=== DOCUMENT EXCERPT ===
______________________________

Wednesday, December 17, 2008

Every nation has an army, Pakistani army has a nation

Author: Tejinder Singh
16 December 2008 - Issue : 813

Pakistani establishments have acquired great tenacity to strongly believe their own bluffs even in the face of unquestionable proof. President Asif Ali Zardari's first statement that the sole surviving Mumbai terrorist is not a Pakistani to another statement of Foreign Minister that there is no proof against Jamaat ud Dawa proves the point.

The unmasking came in the form of an interview to the Pakistani Dawn newspaper by Amir Kasab, the father of Ajmal Amir Iman alias Ajmal Qasab, the lone Pakistani gunman arrested for the Mumbai terror attacks. The old man, a father of three sons and two daughters, from Faridkot in Okara district of Punjab in Pakistan, has unequivocally admitted that the captured terrorist, whose pictures were beamed across the world, was indeed his son.

______________________________

=== DATA BLOCK ===
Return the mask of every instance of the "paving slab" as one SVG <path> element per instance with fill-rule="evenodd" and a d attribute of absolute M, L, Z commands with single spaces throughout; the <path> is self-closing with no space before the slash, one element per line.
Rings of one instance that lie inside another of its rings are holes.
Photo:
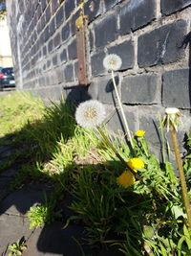
<path fill-rule="evenodd" d="M 49 194 L 53 188 L 48 184 L 28 184 L 9 195 L 0 202 L 0 214 L 25 215 L 30 207 L 45 202 L 45 194 Z"/>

______________________________

=== GIVEN EXERCISE ===
Edit the piece on Pakistan's army starting with "Pakistani establishments have" and going on through "proves the point.", putting "stubbornness" in place of "tenacity".

=== THE OUTPUT ===
Pakistani establishments have acquired great stubbornness to strongly believe their own bluffs even in the face of unquestionable proof. President Asif Ali Zardari's first statement that the sole surviving Mumbai terrorist is not a Pakistani to another statement of Foreign Minister that there is no proof against Jamaat ud Dawa proves the point.